[START SOURCE DOCUMENT]

The political situation that the story reflects concerning Loarn and that of a Pictish king called Saran/Taran and the Cenél Loarn being shown as taking a lead in Argyle affairs dates the composition of this material to the late seventh to the early eighth century when Taran was a Pictish King (692-696) and the Cenél Loarn were dominating Argyll under their king Selbach (698-723). By the mid eighth century the Picts were the dominant party in Argyll under their all conquering King Onuist (Oengus I 732-761). The reality of the sixth century was of Cenél Gabran dominating affairs in Argyle under Aedan Mac Gabran and his sons.

As discussed briefly above, the tale does not include the Vikings or Danes as enemies, placing it before these peoples attacked Ireland from 795 onwards. However the descendents of Loarn were once again powerful as the kings of Moray in the eleventh century when they took on the title King of Alba and so this is the time suggested by some scholars for the compilation of the story. This was the time of the Moray king Mac Bethad or Macbeth (1040-1057) as he is better known!

This story of Mac Erca’s triumphs interwoven within a vita of St Cairnech is an interesting problem. The tale includes two separate genealogical traditions. The first one, indicating the genealogy of Mac Erca descending from a mother called Erc is a late invention of the tenth to eleventh century when his name was re-interpreted as a matronymic, although some parts of the genealogy are original to the seventh century. In this genealogy Muiredach, Mac Erca’s father is made a son of Eoghan, son of Niall, which is an eighth century onwards innovation:

Sarran assumed the sovereignty of Britain after this, and established his power over the Saxons and Cruithnians. And he took to wife the daughter of the king of Alban, viz., Babona, daughter of Loarn, son of Erc. And it was not she that was married to him, but her sister, viz., Erc, daughter of Loarn, until she eloped with Muiredhach, son of Eoghan, son of Niall, to Eri,and she bore him four sons, viz. Muircheartach Mac Erca, and Fearadhach, and Tighearnach, and Maian. And Sarran had issue by Babona; and there were begotten by them five sons, viz., Luirig, and Cairnech, and Bishop Dallain, and Caemlach; and he i.e. Sarran died after victory and after triumph in the house of Martin.

This starts with Sarran a king Of Britain in the fifth century, father of St Carranog/Cairnech and Luirig/Lugaide - the next King of Britain (medieval Welsh Lew). Sarran seems to have ruled in north western Britain and Southern Scotland around Galloway as he was buried in Whitehorn according to this story.

[END SOURCE DOCUMENT]
[START RECORDED DATA]

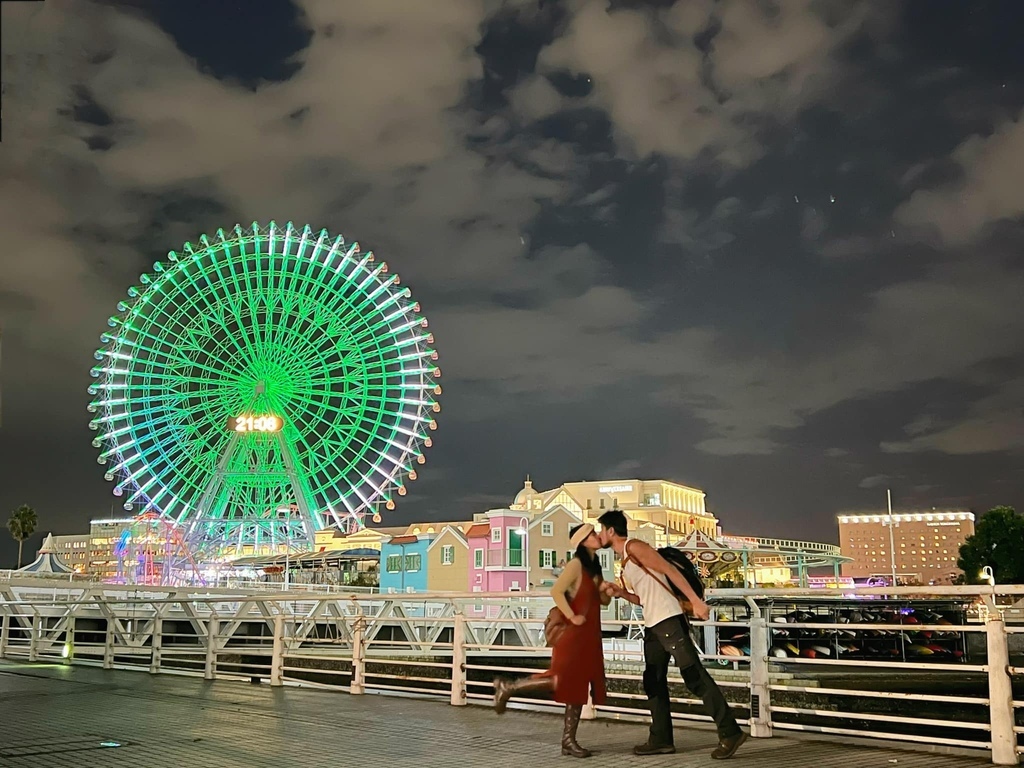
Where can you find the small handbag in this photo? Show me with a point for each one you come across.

[END RECORDED DATA]

**EXERCISE DETAILS:**
Decide whether each statement agrees with the passage on Mac Erca and St Cairnech. Answer yes or no for each, and quote the passage's deciding words exactly.
1. The tale presents the Vikings or Danes as enemies.
2. Taran was a Pictish king from 692 to 696.
3. According to the story, Sarran was buried in Whitehorn.

**RESULT:**
1. No: "the tale does not include the Vikings or Danes as enemies"
2. Yes: "when Taran was a Pictish King (692-696)"
3. Yes: "he was buried in Whitehorn according to this story"